* _TASK TO CARRY OUT_
Repeat each entry in the listing word for word.

-- DATA SUPPLIED follows --

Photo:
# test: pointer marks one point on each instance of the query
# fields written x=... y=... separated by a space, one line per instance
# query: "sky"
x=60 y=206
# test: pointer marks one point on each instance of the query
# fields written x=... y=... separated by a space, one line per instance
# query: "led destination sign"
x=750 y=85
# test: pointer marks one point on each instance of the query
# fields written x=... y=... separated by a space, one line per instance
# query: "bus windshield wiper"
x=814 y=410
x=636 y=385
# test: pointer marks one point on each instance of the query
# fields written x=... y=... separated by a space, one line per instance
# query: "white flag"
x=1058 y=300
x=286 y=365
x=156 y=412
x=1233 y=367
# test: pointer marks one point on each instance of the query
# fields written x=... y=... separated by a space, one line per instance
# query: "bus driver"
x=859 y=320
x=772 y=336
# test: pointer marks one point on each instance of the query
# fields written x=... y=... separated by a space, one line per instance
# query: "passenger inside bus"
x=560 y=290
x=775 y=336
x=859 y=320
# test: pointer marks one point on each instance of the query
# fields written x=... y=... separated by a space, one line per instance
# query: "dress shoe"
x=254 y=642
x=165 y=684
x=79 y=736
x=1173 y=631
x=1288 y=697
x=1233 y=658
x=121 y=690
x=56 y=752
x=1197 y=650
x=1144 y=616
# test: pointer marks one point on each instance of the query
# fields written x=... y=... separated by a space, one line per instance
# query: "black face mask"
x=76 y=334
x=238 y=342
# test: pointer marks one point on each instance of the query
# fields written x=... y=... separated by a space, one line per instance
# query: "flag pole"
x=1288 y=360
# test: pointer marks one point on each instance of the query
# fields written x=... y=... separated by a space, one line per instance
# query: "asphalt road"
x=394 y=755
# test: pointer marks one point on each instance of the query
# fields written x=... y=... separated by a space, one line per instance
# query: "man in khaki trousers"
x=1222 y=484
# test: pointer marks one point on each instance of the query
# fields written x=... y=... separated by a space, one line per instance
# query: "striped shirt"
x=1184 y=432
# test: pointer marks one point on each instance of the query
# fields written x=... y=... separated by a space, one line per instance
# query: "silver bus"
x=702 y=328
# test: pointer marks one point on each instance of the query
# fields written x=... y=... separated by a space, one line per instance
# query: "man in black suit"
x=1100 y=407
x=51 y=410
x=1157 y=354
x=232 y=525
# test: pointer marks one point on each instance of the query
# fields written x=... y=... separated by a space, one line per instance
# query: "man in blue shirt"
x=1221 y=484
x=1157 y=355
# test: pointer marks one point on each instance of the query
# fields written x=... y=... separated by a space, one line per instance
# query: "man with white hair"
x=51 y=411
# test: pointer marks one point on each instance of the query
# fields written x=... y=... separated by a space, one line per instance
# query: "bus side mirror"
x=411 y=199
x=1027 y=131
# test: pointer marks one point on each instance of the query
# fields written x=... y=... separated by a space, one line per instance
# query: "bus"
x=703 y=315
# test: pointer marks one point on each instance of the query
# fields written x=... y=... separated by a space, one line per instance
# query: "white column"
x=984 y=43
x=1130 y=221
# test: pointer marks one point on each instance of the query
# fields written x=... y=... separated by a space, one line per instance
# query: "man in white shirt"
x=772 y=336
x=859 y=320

-- DATA SUPPLIED concluded --

* _RESULT OF THIS TASK_
Photo:
# test: pointer marks one point on each instance of the query
# fields written x=... y=... separated by a space, one line per instance
# query: "sky"
x=60 y=206
# test: pointer marks one point on each instance of the query
# fields written x=... y=... separated by a space, one line per instance
# query: "led destination sign"
x=750 y=85
# test: pointer marks one point on each instance of the query
# fields written x=... y=... separated by a space, one line per instance
# query: "bus windshield wiper"
x=814 y=410
x=636 y=385
# test: pointer marks one point on each instance of the query
# fields written x=... y=... separated by a space, one line per instance
# query: "white flag"
x=1058 y=300
x=286 y=365
x=156 y=412
x=1233 y=367
# test: pointer marks one point on each instance of the query
# fields written x=... y=... separated by a space, one line per instance
# query: "bus driver"
x=859 y=320
x=772 y=336
# test: pointer marks one point on each instance of the query
# fields written x=... y=... separated by a space, one line per instance
# query: "passenger inside bus"
x=560 y=290
x=775 y=336
x=859 y=320
# test: pointer marks one point on each instance of the query
# fields written x=... y=... separated by a space, one line per instance
# query: "dress shoe"
x=254 y=642
x=165 y=684
x=79 y=736
x=1173 y=631
x=1288 y=697
x=1233 y=658
x=121 y=690
x=56 y=752
x=1197 y=650
x=1144 y=616
# test: pointer marks one point on each instance of the query
# fields written x=... y=... separated by a space, one line per instance
# query: "black face mask"
x=76 y=334
x=238 y=342
# test: pointer marks one point on each instance of the query
# fields written x=... y=... separated by a space, one line per instance
# query: "flag pole"
x=1288 y=360
# test: pointer marks one point on each instance of the query
# fields written x=... y=... separated by a space, one line per instance
# query: "asphalt road"
x=394 y=755
# test: pointer marks one point on each instance of the query
# fields written x=... y=... separated by a space, one line per instance
# query: "man in khaki trousers"
x=1222 y=484
# test: pointer marks one point on each instance of the query
# fields written x=... y=... separated by a space, one line per instance
# query: "striped shirt"
x=1184 y=432
# test: pointer marks one point on each instance of the query
# fields written x=... y=... separated by a space, one line per instance
# query: "silver bus"
x=702 y=328
# test: pointer marks one point on each instance of the query
# fields written x=... y=... separated by a space, one line per instance
# query: "man in black suit"
x=1100 y=407
x=51 y=410
x=1157 y=354
x=232 y=525
# test: pointer marks one point on each instance of the query
# fields written x=... y=... separated by a space, one line per instance
# query: "man in blue shirt"
x=1221 y=484
x=1157 y=355
# test: pointer marks one point on each instance of the query
# fields written x=... y=... separated by a space, one line per instance
# query: "man with white hair"
x=51 y=411
# test: pointer marks one point on each instance of the query
# fields written x=... y=... separated by a space, one line per instance
# query: "bus side mirror"
x=411 y=199
x=1027 y=131
# test: pointer marks one point on each instance of the query
# fields written x=... y=... separated by a space, one line per instance
# query: "bus"
x=703 y=315
# test: pointer marks one point on each instance of the query
# fields written x=... y=... separated by a space, one line per instance
# query: "white column"
x=984 y=43
x=1130 y=221
# test: pointer marks one point on each instance of the query
# fields written x=... y=... separated by a space, one line per instance
# query: "man in white shirt"
x=772 y=336
x=859 y=320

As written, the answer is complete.